● **Exercise details**: From the court opinion below, copy the passage word for word. Begin at the words "On the assessment" and stop after "thereof, with interest.".

● **Selected extract**:
● ● ● ● ● ● ●
Ward v. Union Trust Co.

159 N.Y.S. 54 | N.Y. App. Div. | 1916

Lead Opinion

Page, J.:

The facts material to this appeal are as follows: The plaintiffs by two prior leases had let the premises to the Plaza Bank for terms of ten and six years respectively, each of which contained a clause requiring the tenants to pay taxes similar to the one contained in the lease in suit, by virtue of which the annual taxes imposed upon the premises for the years from 1893 to 1908, inclusive, were paid by the tenant. On the expiration of the second of these leases, the Plaza Bank, as tenant, entered into possession of the premises, under a lease with the plaintiffs for a term of five years, commencing on the 1st day of May, 1909, at noon, and ending on the 1st day of May, 1914, at noon, at a rent therein reserved payable as therein provided, which lease contained a covenant, which so far as material to the present controversy read as follows: “Provided always, and the lessee hereby covenants to pay said rent punctually, and to pay and discharge all annual taxes as shall during said term be imposed on said' premises hereby demised, as soon as they become due and payable, * * * and to keep said demised premises free, clear, discharged and unencumbered from all such taxes * * * during said term, * *

In pursuance of said covenants the taxes for the years 1909, 1910 and 1911 were paid by said Plaza Bank. On December 22,1911, the Plaza Bank merged under the Banking Law with the Union Trust Company of New York, the defendant herein, which continued in possession under said lease until May 1,1914, at noon, and paid the rent thereunder and also paid the taxes for the years 1912 and 1913. Thus during the five years’ term of the lease five annual taxes were paid‘by the tenant.

On the assessment rolls for the year 1914 there appeared a tax amounting to $10,235 against the premises. The assessment rolls of the city of New York for the year 1914 were deliw ered to the receiver of taxes of the city of New York by the president of the board of aldermen of said city on the 27th day March, 1914, together with the warrant for the collection of the taxes therein specified, signed by the said president and countersigned by the city clerk. The defendant refused to pay any part of the taxes for the year 1914, and after such refusal *571the plaintiffs paid the first half of the said taxes on the 3d day of June, 1914, and the second half on the 25th day of November, 1914, and has brought this action for the amount thereof, with interest.
● ● ● ● ● ● ●
● **Extracted records**:
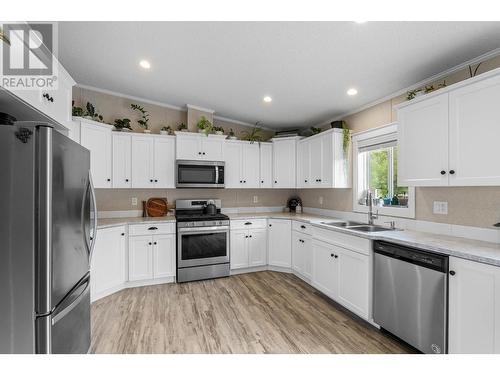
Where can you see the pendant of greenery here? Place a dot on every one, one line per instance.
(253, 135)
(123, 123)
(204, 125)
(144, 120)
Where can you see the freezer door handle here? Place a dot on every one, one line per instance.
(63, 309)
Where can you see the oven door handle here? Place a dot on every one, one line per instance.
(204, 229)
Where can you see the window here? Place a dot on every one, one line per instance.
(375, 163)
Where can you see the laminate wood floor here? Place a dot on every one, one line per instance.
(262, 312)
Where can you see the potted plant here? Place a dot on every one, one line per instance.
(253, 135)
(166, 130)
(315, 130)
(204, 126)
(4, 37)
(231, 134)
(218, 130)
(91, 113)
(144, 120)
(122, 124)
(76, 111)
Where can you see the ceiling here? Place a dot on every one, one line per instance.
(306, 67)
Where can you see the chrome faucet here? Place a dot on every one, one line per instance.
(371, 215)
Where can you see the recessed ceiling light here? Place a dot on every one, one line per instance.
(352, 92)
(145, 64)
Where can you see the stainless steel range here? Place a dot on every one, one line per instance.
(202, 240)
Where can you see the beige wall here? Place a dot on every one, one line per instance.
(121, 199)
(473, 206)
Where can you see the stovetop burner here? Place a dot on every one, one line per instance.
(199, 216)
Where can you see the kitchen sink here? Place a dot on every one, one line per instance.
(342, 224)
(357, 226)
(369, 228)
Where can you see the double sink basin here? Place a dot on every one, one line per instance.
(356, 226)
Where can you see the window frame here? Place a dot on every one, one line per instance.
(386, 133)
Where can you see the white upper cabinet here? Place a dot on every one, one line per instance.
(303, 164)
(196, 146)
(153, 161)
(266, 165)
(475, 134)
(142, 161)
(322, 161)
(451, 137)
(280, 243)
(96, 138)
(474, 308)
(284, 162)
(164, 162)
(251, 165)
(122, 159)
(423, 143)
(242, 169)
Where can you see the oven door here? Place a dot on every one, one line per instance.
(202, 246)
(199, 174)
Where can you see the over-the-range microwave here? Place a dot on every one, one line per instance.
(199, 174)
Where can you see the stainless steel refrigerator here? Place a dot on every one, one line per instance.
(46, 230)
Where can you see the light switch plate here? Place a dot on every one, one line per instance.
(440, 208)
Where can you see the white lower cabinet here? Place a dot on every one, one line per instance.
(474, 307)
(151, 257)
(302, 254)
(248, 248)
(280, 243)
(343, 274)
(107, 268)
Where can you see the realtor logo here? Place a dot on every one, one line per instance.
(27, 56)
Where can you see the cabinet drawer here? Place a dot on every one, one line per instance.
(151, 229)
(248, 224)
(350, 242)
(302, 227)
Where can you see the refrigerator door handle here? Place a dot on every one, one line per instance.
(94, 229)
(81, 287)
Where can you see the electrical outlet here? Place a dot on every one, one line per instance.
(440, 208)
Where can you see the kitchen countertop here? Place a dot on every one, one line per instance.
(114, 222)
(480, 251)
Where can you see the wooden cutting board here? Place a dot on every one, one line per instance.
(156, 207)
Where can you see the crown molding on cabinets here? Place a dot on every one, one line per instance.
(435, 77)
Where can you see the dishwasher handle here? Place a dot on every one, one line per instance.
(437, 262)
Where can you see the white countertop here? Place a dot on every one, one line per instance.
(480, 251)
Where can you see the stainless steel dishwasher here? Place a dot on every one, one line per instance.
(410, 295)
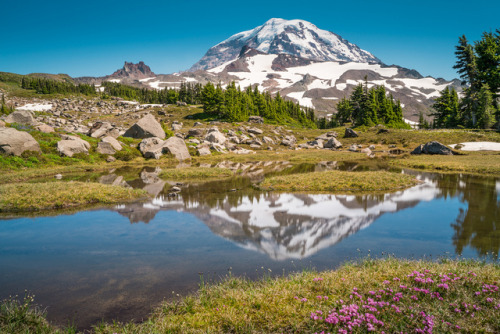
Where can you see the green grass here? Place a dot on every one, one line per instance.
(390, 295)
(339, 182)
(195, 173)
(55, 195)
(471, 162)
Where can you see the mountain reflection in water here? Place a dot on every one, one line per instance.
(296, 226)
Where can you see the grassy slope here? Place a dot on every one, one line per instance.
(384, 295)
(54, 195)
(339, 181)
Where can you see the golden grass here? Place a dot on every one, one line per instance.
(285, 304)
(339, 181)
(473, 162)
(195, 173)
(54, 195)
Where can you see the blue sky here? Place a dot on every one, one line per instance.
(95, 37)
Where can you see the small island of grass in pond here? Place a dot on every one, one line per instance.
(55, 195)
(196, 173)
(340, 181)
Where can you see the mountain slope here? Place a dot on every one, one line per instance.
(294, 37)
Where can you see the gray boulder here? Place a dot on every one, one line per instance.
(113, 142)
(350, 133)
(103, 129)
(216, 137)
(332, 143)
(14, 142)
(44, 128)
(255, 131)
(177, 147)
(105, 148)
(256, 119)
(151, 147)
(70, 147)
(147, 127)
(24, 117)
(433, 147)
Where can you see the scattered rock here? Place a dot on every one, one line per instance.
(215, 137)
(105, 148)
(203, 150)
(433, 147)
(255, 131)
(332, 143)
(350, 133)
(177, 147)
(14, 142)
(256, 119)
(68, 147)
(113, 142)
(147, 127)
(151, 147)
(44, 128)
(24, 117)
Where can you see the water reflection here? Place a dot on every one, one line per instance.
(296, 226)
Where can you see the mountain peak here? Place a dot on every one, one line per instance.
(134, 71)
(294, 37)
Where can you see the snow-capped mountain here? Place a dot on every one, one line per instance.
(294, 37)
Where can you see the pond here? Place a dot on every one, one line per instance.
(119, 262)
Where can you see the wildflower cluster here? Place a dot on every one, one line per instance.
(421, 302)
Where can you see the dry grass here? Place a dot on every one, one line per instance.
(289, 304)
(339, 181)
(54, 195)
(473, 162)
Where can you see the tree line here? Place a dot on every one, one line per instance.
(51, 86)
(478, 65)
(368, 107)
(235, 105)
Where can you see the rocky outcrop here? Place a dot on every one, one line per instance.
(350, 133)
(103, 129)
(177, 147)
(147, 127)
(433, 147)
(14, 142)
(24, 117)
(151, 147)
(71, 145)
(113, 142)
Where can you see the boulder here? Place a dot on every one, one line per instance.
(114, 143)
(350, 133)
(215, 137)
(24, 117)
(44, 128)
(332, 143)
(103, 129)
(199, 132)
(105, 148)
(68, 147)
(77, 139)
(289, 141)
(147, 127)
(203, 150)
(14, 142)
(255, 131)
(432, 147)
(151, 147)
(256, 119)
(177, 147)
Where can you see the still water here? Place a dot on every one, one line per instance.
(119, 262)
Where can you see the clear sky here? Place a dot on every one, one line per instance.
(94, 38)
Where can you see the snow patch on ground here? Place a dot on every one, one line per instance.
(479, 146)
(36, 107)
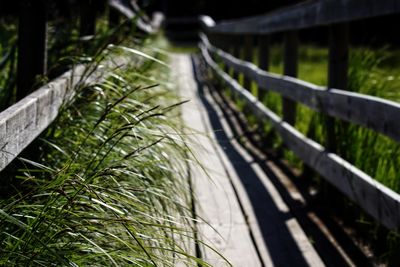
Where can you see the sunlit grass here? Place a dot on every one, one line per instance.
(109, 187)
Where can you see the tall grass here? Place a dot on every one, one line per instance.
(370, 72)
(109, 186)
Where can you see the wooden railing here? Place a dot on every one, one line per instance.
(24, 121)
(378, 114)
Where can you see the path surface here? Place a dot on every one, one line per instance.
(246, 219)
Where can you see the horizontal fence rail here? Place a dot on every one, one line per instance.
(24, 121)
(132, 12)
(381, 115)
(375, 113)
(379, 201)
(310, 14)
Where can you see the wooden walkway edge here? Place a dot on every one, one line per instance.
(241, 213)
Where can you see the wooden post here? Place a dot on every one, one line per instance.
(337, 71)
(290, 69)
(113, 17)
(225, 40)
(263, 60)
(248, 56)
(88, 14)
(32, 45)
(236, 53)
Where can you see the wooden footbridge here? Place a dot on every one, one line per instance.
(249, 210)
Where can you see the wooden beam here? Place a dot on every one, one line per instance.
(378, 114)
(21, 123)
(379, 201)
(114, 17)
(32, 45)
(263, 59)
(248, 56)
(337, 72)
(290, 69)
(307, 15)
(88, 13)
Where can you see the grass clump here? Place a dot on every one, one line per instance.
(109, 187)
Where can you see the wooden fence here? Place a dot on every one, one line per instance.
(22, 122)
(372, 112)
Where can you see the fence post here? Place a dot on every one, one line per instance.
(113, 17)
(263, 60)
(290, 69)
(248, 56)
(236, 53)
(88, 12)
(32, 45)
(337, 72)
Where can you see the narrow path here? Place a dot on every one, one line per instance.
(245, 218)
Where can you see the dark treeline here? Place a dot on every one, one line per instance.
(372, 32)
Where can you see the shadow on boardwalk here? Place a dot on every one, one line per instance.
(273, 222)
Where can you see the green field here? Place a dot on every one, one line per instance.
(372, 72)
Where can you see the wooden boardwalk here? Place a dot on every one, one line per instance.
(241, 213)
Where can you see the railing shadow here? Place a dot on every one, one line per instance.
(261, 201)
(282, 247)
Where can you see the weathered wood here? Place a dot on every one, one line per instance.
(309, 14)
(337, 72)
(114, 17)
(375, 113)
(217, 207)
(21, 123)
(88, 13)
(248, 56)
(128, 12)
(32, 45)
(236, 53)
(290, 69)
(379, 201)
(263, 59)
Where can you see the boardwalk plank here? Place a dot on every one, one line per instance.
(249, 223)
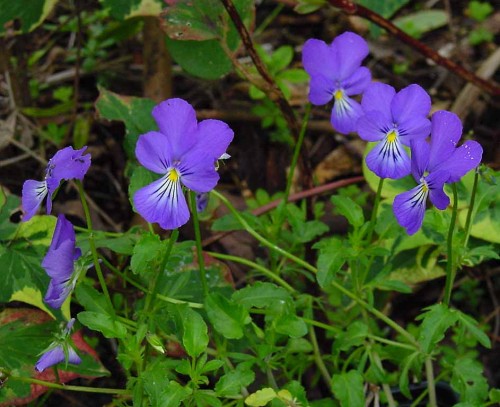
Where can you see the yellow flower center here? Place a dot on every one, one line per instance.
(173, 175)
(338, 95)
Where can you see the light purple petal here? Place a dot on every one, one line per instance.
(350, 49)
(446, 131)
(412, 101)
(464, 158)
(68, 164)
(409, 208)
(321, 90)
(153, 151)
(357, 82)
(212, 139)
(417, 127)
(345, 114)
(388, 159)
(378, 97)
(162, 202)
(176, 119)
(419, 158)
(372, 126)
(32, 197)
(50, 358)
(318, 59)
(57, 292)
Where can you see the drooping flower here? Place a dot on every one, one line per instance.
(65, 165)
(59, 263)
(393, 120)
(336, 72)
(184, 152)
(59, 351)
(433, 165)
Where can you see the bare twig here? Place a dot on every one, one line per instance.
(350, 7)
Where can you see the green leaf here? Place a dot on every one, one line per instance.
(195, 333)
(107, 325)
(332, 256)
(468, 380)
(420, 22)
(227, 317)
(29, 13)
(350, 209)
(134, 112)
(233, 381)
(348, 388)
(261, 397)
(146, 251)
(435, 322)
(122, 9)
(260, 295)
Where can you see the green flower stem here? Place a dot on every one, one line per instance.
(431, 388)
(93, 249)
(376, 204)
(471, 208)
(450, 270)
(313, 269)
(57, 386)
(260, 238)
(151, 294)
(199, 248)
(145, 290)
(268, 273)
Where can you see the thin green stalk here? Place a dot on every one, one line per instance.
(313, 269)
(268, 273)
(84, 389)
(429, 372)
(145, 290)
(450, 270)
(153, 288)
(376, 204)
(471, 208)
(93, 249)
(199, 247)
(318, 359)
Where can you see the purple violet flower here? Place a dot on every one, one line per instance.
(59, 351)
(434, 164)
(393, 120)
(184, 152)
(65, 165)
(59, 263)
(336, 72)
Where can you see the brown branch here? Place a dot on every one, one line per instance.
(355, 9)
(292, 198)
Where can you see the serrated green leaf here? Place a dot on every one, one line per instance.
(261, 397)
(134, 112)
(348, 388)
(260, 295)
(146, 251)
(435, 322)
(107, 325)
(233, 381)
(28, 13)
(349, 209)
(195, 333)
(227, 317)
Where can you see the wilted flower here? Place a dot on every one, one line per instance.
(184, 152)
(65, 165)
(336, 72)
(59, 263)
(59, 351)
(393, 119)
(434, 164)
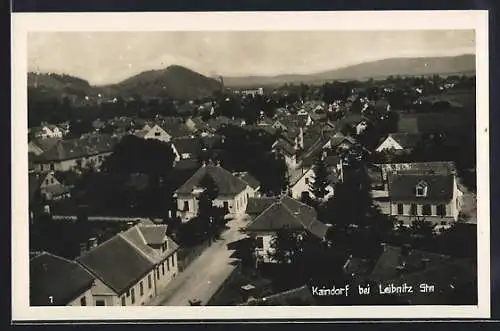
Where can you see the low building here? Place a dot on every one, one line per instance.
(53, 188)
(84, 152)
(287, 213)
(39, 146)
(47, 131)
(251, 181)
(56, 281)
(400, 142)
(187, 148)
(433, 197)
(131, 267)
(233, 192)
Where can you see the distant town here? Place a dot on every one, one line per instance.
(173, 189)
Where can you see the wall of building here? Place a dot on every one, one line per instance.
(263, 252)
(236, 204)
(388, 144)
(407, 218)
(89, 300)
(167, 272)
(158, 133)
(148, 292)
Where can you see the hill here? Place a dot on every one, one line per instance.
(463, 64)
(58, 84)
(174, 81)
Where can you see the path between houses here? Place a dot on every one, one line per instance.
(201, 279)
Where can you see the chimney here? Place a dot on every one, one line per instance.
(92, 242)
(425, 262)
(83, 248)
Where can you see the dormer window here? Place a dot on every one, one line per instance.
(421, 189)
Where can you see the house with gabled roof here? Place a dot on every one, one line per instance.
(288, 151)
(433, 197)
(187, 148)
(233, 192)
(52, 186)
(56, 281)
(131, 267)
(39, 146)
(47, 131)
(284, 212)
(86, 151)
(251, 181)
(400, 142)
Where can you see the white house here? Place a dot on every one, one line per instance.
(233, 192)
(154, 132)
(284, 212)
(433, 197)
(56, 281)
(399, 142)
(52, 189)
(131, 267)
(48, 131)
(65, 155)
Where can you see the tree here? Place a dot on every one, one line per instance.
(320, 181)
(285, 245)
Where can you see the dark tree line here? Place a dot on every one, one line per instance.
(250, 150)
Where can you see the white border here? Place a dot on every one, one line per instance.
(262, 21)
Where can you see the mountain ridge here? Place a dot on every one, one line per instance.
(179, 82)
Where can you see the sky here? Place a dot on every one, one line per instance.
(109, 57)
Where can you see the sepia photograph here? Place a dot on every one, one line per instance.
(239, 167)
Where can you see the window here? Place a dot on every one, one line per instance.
● ● ● ● ● ● ●
● **Task solution**:
On the assessment rolls for the year 1914 there appeared a tax amounting to $10,235 against the premises. The assessment rolls of the city of New York for the year 1914 were deliw ered to the receiver of taxes of the city of New York by the president of the board of aldermen of said city on the 27th day March, 1914, together with the warrant for the collection of the taxes therein specified, signed by the said president and countersigned by the city clerk. The defendant refused to pay any part of the taxes for the year 1914, and after such refusal *571the plaintiffs paid the first half of the said taxes on the 3d day of June, 1914, and the second half on the 25th day of November, 1914, and has brought this action for the amount thereof, with interest.